* _Given text_
Normal distributions and the sampling distribution

In the previous lecture, we started talking about something called the **standard error of the mean**. We said that the **standard error of the mean** told us something about how spread out the **sample means** would be if we took multiple samples from the same population. That is, the **standard error of the mean** if the **standard deviation** of something called the **sampling distribution**. But before we can talk about the **sampling distribution**, we need to talk about **distributions** more generally, where they come from, and why they look the way that they do. That means that for now, we’ll put the **standard error of the mean** aside, but we will return to it later.

Up until now, we’ve skirted around the idea of distributions. We’ve looked at histograms of data, but we haven’t really talked much about their shape. It turns out that there are some shapes that we’ll come across very often, and some of these shapes have properties that will make them very useful for statistics. But before we can get to that, we need to first understand where these shapes come from—that is, why distributions have the shape they do—and some language for describing these shapes. We’ll start off with the simplest distribution, the **binomial distribution**, before moving on to the **normal distribution**.

## The binomial distribution

To understand what the **binomial distribution** is, and where it comes from we’ll do a little *thought experiment*. In our thought experiment, we’ll take a coin, and we’ll flip it. When we flip a coin, one of two outcomes is possible. Either the coin will land showing heads, or it will land showing tails. We can say that there are two possible events or two possible sequences of events (*sequences* will make more sense when we add more coins) that can happen when we flip a coin.

* _Tasks to complete_
1 – Write out the passage on distributions between "Normal distributions and" and "to it later.", inclusive.
2 – Answer these questions using the passage on distributions:
(a) What kind of data displays does the passage say have been looked at so far?
(b) Which distribution does the passage call the simplest one?
(c) In the thought experiment, what are the two possible outcomes of flipping the coin?
The entries that follow the passage on distributions were taken from a different source.

* _Data rows_
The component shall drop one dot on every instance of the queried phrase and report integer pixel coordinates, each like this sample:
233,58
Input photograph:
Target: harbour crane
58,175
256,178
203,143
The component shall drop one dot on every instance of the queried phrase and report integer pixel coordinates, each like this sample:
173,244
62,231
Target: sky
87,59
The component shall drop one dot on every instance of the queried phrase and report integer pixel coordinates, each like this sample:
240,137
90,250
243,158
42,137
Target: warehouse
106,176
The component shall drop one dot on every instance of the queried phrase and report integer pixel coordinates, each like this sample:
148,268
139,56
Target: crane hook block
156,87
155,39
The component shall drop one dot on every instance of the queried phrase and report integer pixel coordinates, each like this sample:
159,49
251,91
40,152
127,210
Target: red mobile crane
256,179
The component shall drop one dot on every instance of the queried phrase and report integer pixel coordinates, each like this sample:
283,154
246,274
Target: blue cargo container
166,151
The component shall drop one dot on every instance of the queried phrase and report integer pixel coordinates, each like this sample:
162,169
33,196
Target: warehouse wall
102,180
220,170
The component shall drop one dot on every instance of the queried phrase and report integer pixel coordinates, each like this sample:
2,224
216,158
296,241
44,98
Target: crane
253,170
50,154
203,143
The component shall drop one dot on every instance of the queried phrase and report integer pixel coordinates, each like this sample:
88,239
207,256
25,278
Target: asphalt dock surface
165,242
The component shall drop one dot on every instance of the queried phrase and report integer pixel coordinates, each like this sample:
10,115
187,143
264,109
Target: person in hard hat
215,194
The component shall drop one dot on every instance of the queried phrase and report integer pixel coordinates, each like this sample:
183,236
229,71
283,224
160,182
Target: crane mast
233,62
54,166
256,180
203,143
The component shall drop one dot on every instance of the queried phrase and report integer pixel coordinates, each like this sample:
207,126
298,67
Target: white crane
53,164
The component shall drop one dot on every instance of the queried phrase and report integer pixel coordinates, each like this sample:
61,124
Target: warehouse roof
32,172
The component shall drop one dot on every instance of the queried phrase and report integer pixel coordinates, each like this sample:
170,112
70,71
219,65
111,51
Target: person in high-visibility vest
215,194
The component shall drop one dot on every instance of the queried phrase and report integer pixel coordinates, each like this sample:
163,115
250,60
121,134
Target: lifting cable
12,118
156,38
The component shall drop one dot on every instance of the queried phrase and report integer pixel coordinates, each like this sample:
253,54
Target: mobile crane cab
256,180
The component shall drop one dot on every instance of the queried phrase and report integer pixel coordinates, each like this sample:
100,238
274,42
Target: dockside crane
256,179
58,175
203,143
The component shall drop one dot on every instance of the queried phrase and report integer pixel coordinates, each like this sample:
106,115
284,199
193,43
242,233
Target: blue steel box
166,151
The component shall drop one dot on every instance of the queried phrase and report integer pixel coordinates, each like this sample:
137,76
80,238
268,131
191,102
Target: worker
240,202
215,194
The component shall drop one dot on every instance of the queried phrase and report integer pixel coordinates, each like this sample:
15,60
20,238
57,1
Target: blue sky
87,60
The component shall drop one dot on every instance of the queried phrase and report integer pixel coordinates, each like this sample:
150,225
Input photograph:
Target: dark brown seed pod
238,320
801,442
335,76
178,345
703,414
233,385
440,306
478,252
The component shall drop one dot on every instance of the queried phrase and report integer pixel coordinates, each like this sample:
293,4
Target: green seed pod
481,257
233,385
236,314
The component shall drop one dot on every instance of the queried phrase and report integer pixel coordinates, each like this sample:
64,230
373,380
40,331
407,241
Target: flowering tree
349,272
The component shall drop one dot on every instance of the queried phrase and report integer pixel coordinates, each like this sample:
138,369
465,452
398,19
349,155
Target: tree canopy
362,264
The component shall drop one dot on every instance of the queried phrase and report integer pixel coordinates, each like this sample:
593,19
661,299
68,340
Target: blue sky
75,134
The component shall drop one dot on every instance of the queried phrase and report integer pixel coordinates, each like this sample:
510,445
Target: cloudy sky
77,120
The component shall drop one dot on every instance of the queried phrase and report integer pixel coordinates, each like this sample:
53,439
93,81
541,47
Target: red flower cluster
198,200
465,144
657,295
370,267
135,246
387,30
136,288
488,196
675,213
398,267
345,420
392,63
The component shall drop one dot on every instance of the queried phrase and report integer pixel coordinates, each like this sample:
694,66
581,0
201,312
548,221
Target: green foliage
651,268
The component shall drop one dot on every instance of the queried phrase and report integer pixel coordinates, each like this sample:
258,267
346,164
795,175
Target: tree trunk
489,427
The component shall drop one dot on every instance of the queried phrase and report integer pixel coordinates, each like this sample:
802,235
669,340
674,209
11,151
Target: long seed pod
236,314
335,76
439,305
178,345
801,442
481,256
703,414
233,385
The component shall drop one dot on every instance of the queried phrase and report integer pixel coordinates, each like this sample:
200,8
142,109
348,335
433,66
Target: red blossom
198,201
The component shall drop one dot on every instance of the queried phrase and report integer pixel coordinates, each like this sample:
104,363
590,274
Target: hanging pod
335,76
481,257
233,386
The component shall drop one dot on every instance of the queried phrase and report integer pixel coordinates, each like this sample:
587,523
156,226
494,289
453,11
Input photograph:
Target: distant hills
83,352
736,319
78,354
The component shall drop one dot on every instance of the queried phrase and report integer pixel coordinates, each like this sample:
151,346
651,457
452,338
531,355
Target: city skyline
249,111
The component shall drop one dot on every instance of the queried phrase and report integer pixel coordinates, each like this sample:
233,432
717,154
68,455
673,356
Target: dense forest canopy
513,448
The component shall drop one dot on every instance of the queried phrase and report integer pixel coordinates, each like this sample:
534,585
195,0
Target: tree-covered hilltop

* _Outputs by task_
1 –
Normal distributions and the sampling distribution

In the previous lecture, we started talking about something called the **standard error of the mean**. We said that the **standard error of the mean** told us something about how spread out the **sample means** would be if we took multiple samples from the same population. That is, the **standard error of the mean** if the **standard deviation** of something called the **sampling distribution**. But before we can talk about the **sampling distribution**, we need to talk about **distributions** more generally, where they come from, and why they look the way that they do. That means that for now, we’ll put the **standard error of the mean** aside, but we will return to it later.

2 –
(a) Histograms of data.
(b) The binomial distribution.
(c) Heads or tails.